**The request**
Can you give the lines from the start through the one containing "<point>836,223</point>" again, swapping "red and white jersey" for "red and white shirt" and leaving everything else unchanged?

Collected data:
——

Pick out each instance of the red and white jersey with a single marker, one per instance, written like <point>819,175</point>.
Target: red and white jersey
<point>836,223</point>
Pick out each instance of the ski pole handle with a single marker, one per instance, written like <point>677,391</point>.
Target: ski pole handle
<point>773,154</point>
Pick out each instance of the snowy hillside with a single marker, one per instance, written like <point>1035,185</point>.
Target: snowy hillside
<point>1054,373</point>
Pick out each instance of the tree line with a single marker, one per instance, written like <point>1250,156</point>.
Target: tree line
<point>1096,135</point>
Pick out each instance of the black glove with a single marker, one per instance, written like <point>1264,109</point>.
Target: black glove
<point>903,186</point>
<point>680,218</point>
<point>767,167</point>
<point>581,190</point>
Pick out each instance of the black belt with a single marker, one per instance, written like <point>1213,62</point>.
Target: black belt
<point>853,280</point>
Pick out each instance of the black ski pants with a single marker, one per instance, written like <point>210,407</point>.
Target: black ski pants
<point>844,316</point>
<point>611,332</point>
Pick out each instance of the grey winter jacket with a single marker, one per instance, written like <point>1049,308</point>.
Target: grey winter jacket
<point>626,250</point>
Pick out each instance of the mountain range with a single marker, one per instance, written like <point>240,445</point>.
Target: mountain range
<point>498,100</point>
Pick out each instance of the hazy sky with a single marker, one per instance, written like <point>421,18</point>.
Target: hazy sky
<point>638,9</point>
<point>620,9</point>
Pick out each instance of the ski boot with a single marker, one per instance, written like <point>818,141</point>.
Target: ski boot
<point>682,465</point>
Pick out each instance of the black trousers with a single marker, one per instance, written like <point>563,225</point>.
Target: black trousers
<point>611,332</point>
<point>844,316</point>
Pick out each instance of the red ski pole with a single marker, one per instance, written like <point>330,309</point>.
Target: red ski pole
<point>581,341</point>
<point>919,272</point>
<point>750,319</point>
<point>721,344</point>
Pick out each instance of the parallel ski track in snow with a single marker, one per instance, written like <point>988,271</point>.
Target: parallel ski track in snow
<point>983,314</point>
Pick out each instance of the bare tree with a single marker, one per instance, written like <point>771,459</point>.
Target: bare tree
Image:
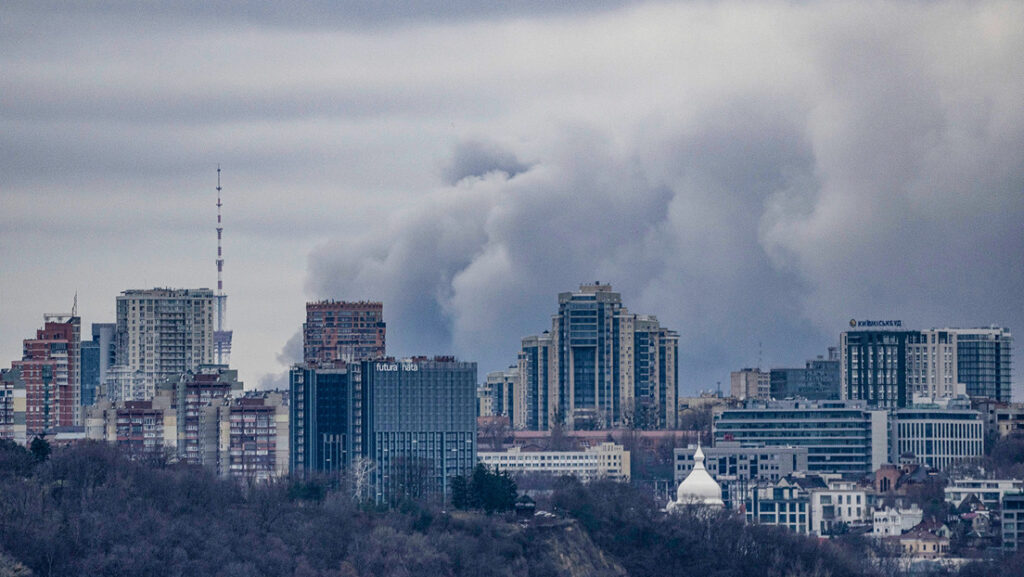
<point>360,471</point>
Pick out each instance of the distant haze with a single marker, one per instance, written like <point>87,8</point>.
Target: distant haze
<point>754,173</point>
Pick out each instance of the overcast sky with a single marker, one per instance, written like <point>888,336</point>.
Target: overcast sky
<point>754,173</point>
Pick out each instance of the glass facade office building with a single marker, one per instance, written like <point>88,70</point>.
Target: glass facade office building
<point>326,418</point>
<point>983,359</point>
<point>421,424</point>
<point>872,367</point>
<point>844,438</point>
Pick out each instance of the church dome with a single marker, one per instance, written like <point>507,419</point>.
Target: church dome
<point>698,488</point>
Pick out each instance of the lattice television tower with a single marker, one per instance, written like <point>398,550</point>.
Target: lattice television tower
<point>221,337</point>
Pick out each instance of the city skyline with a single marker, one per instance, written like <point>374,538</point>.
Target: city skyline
<point>755,190</point>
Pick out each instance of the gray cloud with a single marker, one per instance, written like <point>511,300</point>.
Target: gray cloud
<point>751,173</point>
<point>477,158</point>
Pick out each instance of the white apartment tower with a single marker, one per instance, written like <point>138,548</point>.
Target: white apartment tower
<point>164,332</point>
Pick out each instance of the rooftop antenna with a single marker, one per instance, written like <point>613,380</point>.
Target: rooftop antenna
<point>220,254</point>
<point>221,337</point>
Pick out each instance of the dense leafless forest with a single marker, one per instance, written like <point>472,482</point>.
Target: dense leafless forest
<point>87,510</point>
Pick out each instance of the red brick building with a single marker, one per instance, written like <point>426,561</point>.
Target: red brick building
<point>336,330</point>
<point>49,367</point>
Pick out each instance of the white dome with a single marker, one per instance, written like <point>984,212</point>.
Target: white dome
<point>698,488</point>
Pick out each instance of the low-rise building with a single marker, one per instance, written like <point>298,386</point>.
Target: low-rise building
<point>606,460</point>
<point>989,491</point>
<point>1013,522</point>
<point>1000,418</point>
<point>937,438</point>
<point>784,503</point>
<point>844,438</point>
<point>923,544</point>
<point>837,507</point>
<point>732,460</point>
<point>890,522</point>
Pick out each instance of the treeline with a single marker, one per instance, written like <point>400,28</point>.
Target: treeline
<point>86,510</point>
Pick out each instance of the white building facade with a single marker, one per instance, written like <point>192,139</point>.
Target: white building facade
<point>606,460</point>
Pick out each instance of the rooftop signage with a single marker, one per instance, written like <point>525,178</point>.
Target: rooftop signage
<point>855,324</point>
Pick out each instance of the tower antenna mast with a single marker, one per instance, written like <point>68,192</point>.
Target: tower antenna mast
<point>221,337</point>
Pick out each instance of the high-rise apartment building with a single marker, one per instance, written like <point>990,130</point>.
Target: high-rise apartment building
<point>656,372</point>
<point>508,399</point>
<point>163,333</point>
<point>600,366</point>
<point>931,364</point>
<point>50,370</point>
<point>538,380</point>
<point>98,356</point>
<point>336,330</point>
<point>200,399</point>
<point>983,362</point>
<point>12,407</point>
<point>256,427</point>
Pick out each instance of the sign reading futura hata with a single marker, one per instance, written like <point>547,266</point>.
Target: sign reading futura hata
<point>391,367</point>
<point>875,324</point>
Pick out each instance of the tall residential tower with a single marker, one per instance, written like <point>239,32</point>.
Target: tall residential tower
<point>600,366</point>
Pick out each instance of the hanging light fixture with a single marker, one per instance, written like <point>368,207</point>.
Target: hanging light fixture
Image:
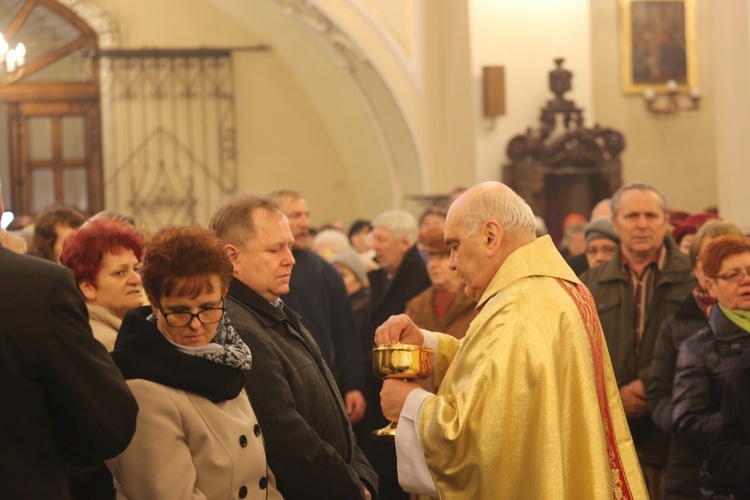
<point>11,58</point>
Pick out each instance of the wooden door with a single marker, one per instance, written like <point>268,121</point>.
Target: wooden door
<point>55,155</point>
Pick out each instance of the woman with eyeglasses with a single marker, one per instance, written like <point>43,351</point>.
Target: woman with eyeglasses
<point>197,435</point>
<point>681,478</point>
<point>707,358</point>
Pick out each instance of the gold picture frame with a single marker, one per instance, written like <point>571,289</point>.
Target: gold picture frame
<point>657,44</point>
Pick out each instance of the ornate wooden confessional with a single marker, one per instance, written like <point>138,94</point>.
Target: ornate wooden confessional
<point>563,167</point>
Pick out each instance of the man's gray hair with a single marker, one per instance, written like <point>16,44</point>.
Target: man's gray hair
<point>508,209</point>
<point>232,221</point>
<point>641,186</point>
<point>400,223</point>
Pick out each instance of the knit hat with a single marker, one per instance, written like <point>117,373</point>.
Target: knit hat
<point>353,262</point>
<point>601,227</point>
<point>432,241</point>
<point>691,224</point>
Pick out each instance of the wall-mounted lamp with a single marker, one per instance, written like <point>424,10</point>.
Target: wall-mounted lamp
<point>12,58</point>
<point>673,100</point>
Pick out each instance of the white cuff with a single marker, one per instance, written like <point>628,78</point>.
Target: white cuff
<point>413,474</point>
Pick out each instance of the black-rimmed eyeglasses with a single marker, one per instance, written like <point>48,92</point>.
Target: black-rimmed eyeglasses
<point>734,275</point>
<point>207,316</point>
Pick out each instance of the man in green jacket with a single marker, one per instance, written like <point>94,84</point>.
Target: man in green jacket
<point>634,292</point>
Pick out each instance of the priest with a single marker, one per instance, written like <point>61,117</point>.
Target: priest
<point>526,404</point>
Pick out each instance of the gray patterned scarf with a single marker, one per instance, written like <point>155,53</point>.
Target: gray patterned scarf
<point>226,348</point>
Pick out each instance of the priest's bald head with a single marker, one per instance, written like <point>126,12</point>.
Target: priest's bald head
<point>484,226</point>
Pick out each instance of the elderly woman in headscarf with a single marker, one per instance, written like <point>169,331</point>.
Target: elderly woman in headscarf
<point>197,435</point>
<point>105,257</point>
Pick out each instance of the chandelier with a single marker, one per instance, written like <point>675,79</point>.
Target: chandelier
<point>11,58</point>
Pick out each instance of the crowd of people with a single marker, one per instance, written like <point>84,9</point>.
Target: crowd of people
<point>235,360</point>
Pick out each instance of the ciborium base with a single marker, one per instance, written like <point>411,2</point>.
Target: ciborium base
<point>403,361</point>
<point>387,433</point>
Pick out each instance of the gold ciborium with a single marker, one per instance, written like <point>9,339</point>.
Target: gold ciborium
<point>404,361</point>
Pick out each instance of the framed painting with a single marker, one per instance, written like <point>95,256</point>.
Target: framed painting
<point>657,44</point>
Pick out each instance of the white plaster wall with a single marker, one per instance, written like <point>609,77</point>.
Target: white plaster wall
<point>525,36</point>
<point>731,26</point>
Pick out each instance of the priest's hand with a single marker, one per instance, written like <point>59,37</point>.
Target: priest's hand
<point>393,396</point>
<point>399,329</point>
<point>633,397</point>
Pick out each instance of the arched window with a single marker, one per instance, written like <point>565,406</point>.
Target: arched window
<point>50,145</point>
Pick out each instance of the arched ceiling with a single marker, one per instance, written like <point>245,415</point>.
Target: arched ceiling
<point>353,100</point>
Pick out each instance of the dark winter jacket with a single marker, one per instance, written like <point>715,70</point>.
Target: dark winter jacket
<point>704,364</point>
<point>614,299</point>
<point>681,476</point>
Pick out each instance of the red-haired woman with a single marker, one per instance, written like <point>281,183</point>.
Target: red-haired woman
<point>105,257</point>
<point>707,358</point>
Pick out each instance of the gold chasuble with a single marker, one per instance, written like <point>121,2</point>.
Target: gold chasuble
<point>527,406</point>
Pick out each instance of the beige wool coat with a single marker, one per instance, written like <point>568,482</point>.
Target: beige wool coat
<point>188,447</point>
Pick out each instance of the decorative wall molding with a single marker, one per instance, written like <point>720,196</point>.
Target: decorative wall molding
<point>100,20</point>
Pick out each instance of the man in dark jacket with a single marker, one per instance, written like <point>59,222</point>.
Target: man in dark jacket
<point>63,397</point>
<point>402,276</point>
<point>634,293</point>
<point>318,294</point>
<point>310,444</point>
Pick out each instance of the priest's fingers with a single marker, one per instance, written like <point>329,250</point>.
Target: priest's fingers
<point>399,329</point>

——

**In response**
Pick out each instance of the red and white shirt with a single marker, one per instance, written like <point>819,175</point>.
Target: red and white shirt
<point>836,223</point>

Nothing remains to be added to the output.